++++ DATA SUPPLIED ++++

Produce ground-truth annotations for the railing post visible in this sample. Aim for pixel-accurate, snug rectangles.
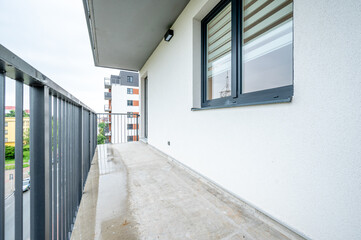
[137,114,139,141]
[14,80,24,239]
[52,96,58,239]
[30,87,51,240]
[0,71,5,240]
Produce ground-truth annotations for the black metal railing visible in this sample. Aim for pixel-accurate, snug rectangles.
[97,113,139,144]
[0,45,97,240]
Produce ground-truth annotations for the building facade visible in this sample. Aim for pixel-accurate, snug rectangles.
[104,71,140,143]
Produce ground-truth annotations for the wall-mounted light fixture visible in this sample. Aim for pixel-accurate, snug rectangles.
[164,29,174,42]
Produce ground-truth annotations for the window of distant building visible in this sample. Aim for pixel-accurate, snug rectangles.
[127,76,133,82]
[201,0,293,107]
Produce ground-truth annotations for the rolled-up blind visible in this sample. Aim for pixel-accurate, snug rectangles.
[243,0,293,44]
[207,4,232,78]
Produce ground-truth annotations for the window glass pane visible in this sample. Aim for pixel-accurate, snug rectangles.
[206,3,232,100]
[242,0,293,93]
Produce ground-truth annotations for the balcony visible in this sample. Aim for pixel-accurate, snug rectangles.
[104,104,112,112]
[72,142,303,240]
[104,92,112,100]
[104,77,112,89]
[0,45,97,240]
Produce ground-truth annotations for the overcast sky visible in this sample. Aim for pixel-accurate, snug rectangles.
[0,0,119,112]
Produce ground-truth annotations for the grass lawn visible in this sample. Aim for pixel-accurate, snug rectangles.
[5,163,30,170]
[5,145,30,170]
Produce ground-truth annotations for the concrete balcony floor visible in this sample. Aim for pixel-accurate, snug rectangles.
[72,142,303,240]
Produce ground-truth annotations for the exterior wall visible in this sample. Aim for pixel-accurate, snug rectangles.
[140,0,361,240]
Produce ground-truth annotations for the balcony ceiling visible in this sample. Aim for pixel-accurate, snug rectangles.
[83,0,189,71]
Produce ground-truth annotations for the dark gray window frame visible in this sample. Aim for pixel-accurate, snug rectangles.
[197,0,294,110]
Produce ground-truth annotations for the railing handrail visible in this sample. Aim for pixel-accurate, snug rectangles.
[0,44,95,113]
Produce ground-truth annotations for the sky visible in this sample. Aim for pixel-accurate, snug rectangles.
[0,0,119,112]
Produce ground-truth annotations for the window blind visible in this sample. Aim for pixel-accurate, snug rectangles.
[207,4,232,78]
[243,0,293,44]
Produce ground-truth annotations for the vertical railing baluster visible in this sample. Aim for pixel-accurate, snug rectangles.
[30,87,50,240]
[15,81,24,240]
[66,103,71,236]
[63,101,69,239]
[0,71,5,240]
[137,114,139,141]
[78,107,84,192]
[61,100,67,240]
[48,92,54,239]
[53,96,58,239]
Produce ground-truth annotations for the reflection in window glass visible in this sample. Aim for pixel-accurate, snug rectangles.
[206,3,232,100]
[242,0,293,93]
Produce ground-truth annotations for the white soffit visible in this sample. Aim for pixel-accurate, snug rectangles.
[83,0,189,71]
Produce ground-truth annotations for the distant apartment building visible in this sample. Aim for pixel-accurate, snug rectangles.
[104,71,139,143]
[5,117,30,146]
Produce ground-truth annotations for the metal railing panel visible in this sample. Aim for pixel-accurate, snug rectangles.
[94,113,140,144]
[0,45,97,240]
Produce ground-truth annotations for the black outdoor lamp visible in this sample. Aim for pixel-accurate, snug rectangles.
[164,29,174,42]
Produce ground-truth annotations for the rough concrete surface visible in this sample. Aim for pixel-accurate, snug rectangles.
[72,142,303,240]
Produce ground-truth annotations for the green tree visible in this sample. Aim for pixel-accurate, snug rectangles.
[5,110,30,117]
[23,128,30,144]
[97,122,107,144]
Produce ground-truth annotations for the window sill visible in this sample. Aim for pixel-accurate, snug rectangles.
[191,97,292,111]
[191,85,293,111]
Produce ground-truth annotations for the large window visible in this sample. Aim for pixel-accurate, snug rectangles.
[202,0,293,107]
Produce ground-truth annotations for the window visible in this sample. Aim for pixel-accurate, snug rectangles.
[127,76,133,82]
[202,0,293,107]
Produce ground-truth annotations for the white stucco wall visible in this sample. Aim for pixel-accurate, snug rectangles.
[140,0,361,240]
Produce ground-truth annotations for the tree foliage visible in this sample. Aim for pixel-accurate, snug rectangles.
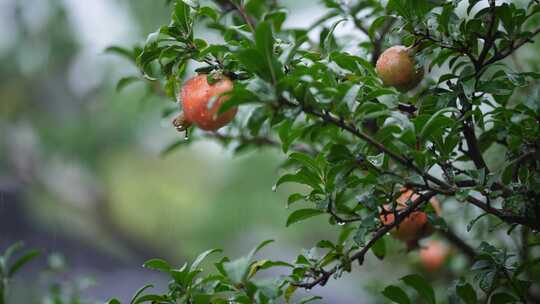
[108,0,540,303]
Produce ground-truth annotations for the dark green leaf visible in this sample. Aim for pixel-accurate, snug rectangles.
[286,209,324,227]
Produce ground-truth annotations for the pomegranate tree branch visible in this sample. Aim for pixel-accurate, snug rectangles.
[293,191,436,289]
[279,98,540,229]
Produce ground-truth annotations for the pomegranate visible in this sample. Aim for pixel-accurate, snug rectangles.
[180,74,238,131]
[376,45,424,91]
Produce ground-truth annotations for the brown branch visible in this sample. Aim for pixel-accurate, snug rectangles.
[204,132,319,155]
[279,98,540,229]
[484,28,540,66]
[292,191,436,289]
[438,229,476,262]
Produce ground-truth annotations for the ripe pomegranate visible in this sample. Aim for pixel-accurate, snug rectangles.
[376,45,424,92]
[420,240,448,272]
[180,74,238,131]
[380,189,441,245]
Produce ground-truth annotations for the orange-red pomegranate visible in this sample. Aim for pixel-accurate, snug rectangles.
[376,45,424,91]
[420,240,448,272]
[180,74,238,131]
[380,189,441,242]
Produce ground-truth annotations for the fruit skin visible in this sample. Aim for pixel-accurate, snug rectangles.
[180,74,238,131]
[376,45,424,92]
[380,189,441,245]
[420,240,448,272]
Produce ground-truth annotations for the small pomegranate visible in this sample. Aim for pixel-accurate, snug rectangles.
[420,240,448,272]
[376,45,424,92]
[380,189,441,245]
[180,74,238,131]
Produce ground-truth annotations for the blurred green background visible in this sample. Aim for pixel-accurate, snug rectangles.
[0,0,524,303]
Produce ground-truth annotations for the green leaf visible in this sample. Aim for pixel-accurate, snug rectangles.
[298,296,322,304]
[382,285,411,304]
[255,21,283,83]
[116,76,141,92]
[172,1,193,37]
[189,249,222,271]
[323,18,347,55]
[218,87,259,114]
[129,284,154,304]
[105,46,135,61]
[371,237,386,259]
[489,292,518,304]
[197,6,219,21]
[456,283,478,304]
[343,84,362,112]
[401,274,436,304]
[274,168,322,192]
[289,152,319,172]
[286,209,324,227]
[8,250,40,277]
[143,259,172,272]
[223,257,251,284]
[419,107,461,139]
[287,193,304,207]
[160,138,191,157]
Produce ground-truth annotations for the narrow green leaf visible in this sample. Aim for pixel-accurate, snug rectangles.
[286,209,324,227]
[116,76,141,92]
[189,249,222,271]
[143,259,172,272]
[129,284,154,304]
[382,285,411,304]
[456,283,478,304]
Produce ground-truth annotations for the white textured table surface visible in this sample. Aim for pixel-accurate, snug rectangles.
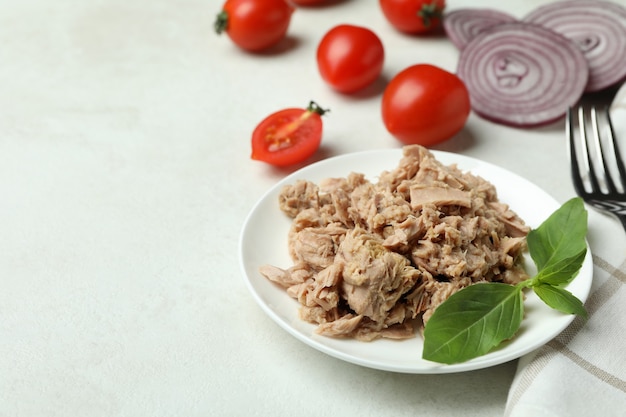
[0,0,617,417]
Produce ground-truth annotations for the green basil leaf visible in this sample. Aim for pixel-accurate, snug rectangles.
[526,197,587,271]
[533,284,587,319]
[422,282,524,364]
[533,246,587,285]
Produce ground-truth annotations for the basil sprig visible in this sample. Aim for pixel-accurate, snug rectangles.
[422,197,587,364]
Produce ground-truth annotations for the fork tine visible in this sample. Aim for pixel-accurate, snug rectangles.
[578,106,601,193]
[565,107,585,196]
[604,107,626,192]
[591,107,617,193]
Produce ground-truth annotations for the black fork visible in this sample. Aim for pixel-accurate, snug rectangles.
[565,106,626,230]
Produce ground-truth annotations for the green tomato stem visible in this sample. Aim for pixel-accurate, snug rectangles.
[213,10,228,35]
[306,100,330,116]
[417,0,443,27]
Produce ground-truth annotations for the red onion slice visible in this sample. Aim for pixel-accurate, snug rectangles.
[523,0,626,92]
[457,22,589,127]
[443,9,517,49]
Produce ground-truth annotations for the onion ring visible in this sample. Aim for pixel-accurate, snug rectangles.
[457,22,589,127]
[443,9,517,49]
[522,0,626,92]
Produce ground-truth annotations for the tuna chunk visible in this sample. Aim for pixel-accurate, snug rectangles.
[260,145,529,341]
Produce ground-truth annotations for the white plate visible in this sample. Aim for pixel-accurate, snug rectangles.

++++

#### DO THIS
Rewrite only the part of the listing from the line with "Produce ground-truth annotations for the exterior" up to and including the line with "[197,0,294,110]", changing "dark gray" to "charcoal" and keeping everything else the same.

#### EXERCISE SOLUTION
Produce ground-truth annotations for the exterior wall visible in this sample. Aim for pixel-accurate, snug rectangles.
[140,0,361,240]
Produce ground-truth annotations for the balcony ceiling visible in this sample. Aim for pixel-accurate, snug rectangles.
[83,0,189,71]
Produce ground-truth annotations for the charcoal window frame visible in this sample. Aim for pixel-accurate, snug rectangles.
[197,0,294,110]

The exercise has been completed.